- [What is being asked]
Your answer should be the lines below from the one with "Target: man in navy jacket" to the one with "Target: jacket sleeve", both included, given again exactly and with nothing added.

- [Input data]
= = = = = = =
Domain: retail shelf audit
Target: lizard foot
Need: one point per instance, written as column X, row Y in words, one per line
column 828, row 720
= = = = = = =
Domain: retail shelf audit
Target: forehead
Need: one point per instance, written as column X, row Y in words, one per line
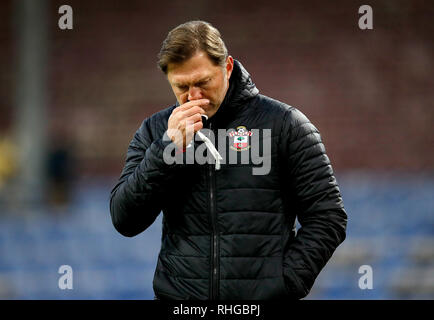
= = = = = = =
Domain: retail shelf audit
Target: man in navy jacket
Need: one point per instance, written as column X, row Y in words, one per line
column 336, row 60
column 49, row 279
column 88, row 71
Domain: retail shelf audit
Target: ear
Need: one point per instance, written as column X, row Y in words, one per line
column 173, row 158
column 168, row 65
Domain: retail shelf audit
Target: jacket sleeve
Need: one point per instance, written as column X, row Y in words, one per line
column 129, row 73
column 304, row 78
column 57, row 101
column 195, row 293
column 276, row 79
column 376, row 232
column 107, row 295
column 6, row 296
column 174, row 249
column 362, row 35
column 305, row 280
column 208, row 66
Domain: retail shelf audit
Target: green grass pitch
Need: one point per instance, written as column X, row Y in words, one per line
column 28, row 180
= = = = = = =
- [Response below]
Target: man in navy jacket
Need: one point per instance, written as column X, row Y in words, one per line
column 336, row 60
column 49, row 279
column 88, row 71
Domain: retail shelf audit
Target: ear
Need: one point per instance, written as column X, row Y in words, one per line
column 173, row 158
column 168, row 65
Domain: retail shelf audit
Target: jacket sleeve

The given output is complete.